CONSIGNE:
Selon l'extrait sur la bourse de Casablanca, quel cours cible la société de bourse prévoit-elle pour Résidences Dar Saada ?

Karim Hajji, DG de la bourse de Casablanca

Casablanca à la troisième place

La bourse de Casablanca, est classée 3ème en Afrique avec une capitalisation boursière qui s’affichait au 20 mars 2015 à 50,7 milliards de dollars. Devançant ainsi le marché financier nigérian qui se classe à la 4ème place. A la seconde place, on retrouve l’Egyptian Exchange, 2ème avec une capitalisation boursière de 68,8 milliards de dollars au 17 mars 2015. Et  en tête de peloton,l’Afrique du Sud qui demeure à la 1ère place financière africaine avec une capitalisation boursière de 376 milliards de dollars au 20 mars 2015.

 CFG : Bon potentiel pour  les immobilières  

Les analystes de CFG Group recommandent de se positionner sur les titres Résidences Dar Saada et Addoha. RDS présente un potentiel de hausse conséquent, d’autant plus qu’elle traite avec une décote de 21% par rapport à son prix d’introduction. La société de bourse prévoit un cours cible de 280 DH. Ce qui représente une hausse de 55,5% de son cours actuel.
Concernant Addoha, les analystes estiment que la correction subie par l’immobilière suite à  l’annonce de son plan stratégique qui s’étale sur la période 2014-2017, n’est pas justifiée. Pour eux, le titre est valorisé à 45 DH avec un potentiel de croissance de 40,6%.

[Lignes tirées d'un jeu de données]
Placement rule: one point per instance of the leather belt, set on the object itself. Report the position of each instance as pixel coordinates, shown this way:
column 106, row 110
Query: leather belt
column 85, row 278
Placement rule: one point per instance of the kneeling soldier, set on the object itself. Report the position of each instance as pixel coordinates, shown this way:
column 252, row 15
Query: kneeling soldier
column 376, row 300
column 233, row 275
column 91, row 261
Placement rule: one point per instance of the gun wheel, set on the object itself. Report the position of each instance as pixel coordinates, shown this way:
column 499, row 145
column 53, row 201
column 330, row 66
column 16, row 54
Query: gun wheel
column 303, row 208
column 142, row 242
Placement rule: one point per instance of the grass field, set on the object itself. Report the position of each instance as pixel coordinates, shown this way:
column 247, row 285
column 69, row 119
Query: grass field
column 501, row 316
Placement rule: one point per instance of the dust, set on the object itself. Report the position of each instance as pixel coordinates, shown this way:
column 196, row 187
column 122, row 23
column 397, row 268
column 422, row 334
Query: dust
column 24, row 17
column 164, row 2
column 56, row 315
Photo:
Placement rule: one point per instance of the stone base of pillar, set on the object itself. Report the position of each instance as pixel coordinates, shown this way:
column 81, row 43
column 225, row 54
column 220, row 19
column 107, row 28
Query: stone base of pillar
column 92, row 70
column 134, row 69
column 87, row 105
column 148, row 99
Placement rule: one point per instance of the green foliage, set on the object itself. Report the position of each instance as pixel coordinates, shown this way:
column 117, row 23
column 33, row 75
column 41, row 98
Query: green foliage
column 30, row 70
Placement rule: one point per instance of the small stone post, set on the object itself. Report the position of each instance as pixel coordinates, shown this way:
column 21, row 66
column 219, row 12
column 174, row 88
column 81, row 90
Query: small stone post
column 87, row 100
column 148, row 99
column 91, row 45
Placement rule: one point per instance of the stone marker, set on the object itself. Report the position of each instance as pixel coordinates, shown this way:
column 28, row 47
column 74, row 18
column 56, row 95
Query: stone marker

RÉPONSE RÉDIGÉE:
Un cours cible de 280 DH.